▶ Consigne
Répondez à ces questions à partir du texte ci-dessous sur Ellul et Kierkegaard :
(a) Dans quelle année de sa vie Ellul se souvient-il avoir découvert Kierkegaard ?
(b) Quels sont les deux seuls auteurs dont il prétend avoir lu tous les livres ?
(c) Pour qui tenait-il Karl Barth ?

Jaques Ellul

Troude-Chastenet
© L’Europe en formation, n° 315-316, hiver 1999 – printemps 2000
J. Ellul se souvient avoir découvert Kierkegaard dans sa dix-huitième
année : « – Grâce à lui j'ai compris que je ne comprenais rien au vrai
désespoir23. » Il deviendra, au fil des ans, un grand connaisseur de l’auteur
de Stades sur le chemin de la vie, comme en témoigne sa préface au livre
de Nelly Viallaneix24, l’une des meilleures spécialistes de Kierkegaard.
L'existence considérée et vécue comme une tension permanente entre
deux pôles irréductibles, l'individu pensé comme un être unique –
conscient des catégories existentielles et placé sous le regard d'un Dieu fait
homme mais qui reste en même temps le « Tout-Autre » –, le saut dans la
foi comme seule solution pour sortir de l'absurde, le principe de nonconformité
au monde, la critique d'une Église ayant trahi le message
originel du Christ, la défense de la personne face au Pouvoir, sont
quelques-uns uns des thèmes abordés par le théologien français à la suite
du philosophe danois.


Les liens de parenté sont tellement évidents que l'on a pu voir en
J. Ellul, non pas un fils spirituel de Kierkegaard mais un véritable frère en
l'esprit25.


Si Marx et Kierkegaard sont les deux seuls auteurs dont il prétend
avoir lu tous les livres – dans une même perspective libertaire d'ailleurs –,
il en existe un troisième, découvert à la même époque, dont il revendique
expressément la filiation. Ellul tenait le dogmaticien protestant Karl Barth
(1886-1968), autre dialecticien de génie, pour le plus grand théologien du
XXe siècle26. Héritier de Kierkegaard faisant de l'obéissance à Dieu la seule
source de félicité, Barth aide le jeune converti à penser dialectiquement
l'obéissance de l'homme libre à l'égard du Dieu libre.

▶ Entrées extraites
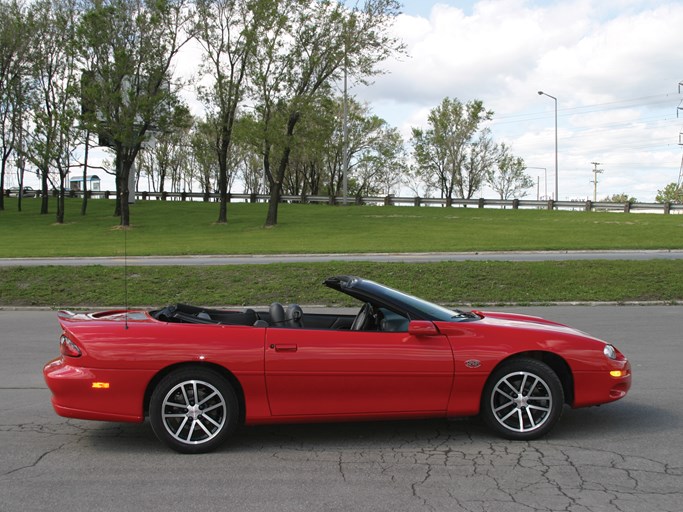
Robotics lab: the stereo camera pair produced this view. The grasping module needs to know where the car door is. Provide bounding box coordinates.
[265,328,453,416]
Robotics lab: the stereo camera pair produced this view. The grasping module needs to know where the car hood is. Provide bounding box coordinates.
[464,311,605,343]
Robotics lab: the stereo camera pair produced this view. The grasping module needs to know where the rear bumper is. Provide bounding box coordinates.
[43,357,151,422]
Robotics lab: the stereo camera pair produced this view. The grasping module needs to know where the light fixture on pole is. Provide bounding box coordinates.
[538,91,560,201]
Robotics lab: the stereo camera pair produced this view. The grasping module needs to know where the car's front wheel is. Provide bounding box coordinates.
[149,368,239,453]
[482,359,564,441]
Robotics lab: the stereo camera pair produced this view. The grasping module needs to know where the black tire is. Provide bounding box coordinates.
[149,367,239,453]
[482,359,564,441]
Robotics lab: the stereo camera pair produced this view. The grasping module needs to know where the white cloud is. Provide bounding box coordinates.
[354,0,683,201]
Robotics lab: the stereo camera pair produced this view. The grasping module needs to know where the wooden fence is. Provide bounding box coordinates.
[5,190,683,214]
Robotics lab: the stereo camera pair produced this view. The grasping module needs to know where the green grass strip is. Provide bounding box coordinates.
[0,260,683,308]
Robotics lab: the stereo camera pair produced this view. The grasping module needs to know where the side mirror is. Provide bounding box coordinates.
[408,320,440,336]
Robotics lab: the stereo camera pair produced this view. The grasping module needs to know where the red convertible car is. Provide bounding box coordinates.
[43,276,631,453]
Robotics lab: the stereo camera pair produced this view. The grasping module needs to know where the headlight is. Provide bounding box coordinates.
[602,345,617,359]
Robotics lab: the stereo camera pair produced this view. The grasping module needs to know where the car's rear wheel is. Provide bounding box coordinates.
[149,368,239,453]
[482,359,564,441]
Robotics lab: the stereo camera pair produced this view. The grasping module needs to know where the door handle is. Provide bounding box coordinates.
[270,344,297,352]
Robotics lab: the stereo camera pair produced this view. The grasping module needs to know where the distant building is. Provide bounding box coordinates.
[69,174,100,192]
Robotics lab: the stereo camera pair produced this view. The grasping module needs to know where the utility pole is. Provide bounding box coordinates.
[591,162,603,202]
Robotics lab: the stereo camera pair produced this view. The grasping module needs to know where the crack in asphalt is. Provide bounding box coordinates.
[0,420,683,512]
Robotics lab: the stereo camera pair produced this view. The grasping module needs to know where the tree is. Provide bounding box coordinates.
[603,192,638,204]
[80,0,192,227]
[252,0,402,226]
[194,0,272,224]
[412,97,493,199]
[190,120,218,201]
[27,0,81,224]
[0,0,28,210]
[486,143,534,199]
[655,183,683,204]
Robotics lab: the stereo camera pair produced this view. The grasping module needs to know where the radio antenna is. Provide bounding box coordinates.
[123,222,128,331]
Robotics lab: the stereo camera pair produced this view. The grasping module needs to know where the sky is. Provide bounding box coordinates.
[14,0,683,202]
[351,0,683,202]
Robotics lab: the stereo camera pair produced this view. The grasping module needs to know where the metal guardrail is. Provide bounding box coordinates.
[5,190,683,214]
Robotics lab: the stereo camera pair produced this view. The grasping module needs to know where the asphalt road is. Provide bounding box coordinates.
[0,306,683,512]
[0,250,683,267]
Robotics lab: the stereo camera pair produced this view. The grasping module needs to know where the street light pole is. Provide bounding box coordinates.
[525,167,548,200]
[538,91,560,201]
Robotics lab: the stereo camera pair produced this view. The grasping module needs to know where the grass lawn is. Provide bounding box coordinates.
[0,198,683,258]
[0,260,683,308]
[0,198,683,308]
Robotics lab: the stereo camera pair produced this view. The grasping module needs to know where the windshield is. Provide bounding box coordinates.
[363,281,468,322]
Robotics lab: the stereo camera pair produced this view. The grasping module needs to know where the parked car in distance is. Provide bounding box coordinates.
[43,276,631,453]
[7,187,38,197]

==

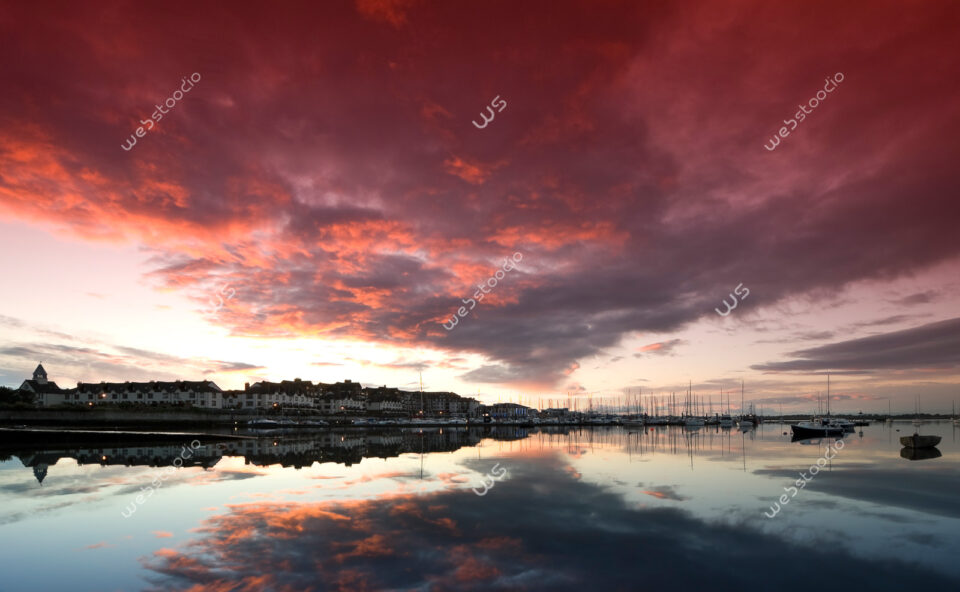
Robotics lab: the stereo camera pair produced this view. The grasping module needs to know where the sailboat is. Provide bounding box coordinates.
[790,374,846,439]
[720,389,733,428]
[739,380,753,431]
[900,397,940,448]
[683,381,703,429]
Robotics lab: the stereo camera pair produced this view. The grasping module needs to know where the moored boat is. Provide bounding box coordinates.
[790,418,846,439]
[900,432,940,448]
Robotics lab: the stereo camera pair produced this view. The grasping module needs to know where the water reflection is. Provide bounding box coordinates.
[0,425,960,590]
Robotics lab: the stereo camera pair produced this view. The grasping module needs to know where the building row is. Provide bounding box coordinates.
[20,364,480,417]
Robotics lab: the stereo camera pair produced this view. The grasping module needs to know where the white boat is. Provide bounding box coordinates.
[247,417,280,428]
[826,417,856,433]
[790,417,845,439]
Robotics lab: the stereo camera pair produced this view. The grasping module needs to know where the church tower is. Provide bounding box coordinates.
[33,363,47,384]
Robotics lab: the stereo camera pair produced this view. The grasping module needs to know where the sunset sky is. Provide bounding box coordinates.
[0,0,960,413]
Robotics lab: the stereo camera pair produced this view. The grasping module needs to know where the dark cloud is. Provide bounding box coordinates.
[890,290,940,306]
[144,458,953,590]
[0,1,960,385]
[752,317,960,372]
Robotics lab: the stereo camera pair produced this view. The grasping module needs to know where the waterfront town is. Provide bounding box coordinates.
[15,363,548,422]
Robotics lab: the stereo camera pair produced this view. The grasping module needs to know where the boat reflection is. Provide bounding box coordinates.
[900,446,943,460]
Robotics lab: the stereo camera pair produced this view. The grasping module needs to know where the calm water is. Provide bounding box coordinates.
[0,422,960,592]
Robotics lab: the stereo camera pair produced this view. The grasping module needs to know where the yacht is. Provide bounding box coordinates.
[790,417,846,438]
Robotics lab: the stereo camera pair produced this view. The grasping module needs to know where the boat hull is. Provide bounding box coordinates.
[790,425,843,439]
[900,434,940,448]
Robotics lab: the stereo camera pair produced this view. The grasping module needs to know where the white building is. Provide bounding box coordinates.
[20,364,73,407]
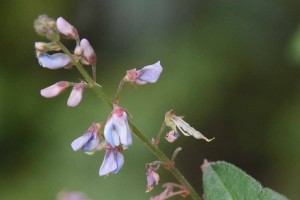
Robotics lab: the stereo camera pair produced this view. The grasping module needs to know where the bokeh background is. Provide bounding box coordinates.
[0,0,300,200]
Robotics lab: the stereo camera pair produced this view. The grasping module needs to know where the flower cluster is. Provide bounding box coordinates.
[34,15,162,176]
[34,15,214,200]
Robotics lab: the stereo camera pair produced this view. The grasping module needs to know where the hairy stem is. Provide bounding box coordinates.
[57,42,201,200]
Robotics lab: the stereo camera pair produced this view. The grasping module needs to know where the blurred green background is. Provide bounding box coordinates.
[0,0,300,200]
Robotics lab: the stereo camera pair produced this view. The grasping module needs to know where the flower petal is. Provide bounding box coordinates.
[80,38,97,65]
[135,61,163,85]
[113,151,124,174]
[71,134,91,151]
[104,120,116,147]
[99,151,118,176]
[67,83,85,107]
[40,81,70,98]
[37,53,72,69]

---

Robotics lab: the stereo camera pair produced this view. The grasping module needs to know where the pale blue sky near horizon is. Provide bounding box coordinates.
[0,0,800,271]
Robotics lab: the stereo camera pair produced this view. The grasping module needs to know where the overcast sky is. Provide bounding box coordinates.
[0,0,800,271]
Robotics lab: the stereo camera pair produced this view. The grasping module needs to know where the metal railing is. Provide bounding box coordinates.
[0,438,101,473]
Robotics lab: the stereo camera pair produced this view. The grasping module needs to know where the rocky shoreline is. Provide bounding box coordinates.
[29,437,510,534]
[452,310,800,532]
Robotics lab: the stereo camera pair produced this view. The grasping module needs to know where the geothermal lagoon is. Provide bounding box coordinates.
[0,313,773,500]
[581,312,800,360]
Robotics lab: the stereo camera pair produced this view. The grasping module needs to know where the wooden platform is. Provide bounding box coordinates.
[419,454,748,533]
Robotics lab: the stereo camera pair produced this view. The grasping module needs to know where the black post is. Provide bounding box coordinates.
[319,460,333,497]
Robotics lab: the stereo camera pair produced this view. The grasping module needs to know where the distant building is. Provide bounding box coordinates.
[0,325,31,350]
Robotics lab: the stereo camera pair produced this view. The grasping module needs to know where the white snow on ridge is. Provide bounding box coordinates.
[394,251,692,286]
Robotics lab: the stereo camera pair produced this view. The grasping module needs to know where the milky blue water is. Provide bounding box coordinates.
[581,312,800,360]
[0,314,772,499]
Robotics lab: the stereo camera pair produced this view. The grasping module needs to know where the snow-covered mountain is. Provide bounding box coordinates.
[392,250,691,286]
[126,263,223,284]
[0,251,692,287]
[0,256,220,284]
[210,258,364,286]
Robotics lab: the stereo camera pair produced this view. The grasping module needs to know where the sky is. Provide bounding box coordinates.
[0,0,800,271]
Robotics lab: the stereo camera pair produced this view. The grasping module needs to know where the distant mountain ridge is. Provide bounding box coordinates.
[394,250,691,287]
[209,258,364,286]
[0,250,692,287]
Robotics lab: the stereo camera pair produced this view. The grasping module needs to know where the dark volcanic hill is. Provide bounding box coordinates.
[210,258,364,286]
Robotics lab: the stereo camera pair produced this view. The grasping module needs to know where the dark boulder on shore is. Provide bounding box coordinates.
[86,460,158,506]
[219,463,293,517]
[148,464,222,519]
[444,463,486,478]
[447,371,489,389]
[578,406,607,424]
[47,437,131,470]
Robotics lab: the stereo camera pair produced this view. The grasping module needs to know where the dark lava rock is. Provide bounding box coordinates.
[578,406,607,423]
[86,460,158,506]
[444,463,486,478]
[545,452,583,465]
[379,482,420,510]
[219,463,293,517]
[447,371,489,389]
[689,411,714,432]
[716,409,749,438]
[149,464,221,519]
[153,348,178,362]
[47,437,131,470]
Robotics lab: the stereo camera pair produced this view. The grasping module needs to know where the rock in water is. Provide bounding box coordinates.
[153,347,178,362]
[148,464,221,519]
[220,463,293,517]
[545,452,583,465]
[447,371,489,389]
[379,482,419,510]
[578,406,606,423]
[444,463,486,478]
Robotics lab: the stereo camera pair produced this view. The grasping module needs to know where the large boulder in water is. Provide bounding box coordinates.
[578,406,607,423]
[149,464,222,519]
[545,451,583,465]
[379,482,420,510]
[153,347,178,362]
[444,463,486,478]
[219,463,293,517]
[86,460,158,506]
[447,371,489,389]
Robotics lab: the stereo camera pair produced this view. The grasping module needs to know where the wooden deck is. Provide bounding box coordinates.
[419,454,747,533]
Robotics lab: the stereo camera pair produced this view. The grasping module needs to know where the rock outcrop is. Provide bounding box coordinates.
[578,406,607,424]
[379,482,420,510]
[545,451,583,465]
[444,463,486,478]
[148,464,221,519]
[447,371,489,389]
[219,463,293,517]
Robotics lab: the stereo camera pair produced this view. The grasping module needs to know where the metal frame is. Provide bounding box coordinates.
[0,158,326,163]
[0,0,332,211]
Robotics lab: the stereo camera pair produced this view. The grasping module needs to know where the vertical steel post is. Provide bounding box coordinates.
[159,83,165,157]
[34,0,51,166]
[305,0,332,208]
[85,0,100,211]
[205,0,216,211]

▶ Réponse rédigée
(a) Dans sa dix-huitième année.
(b) Marx et Kierkegaard.
(c) Pour le plus grand théologien du XXe siècle.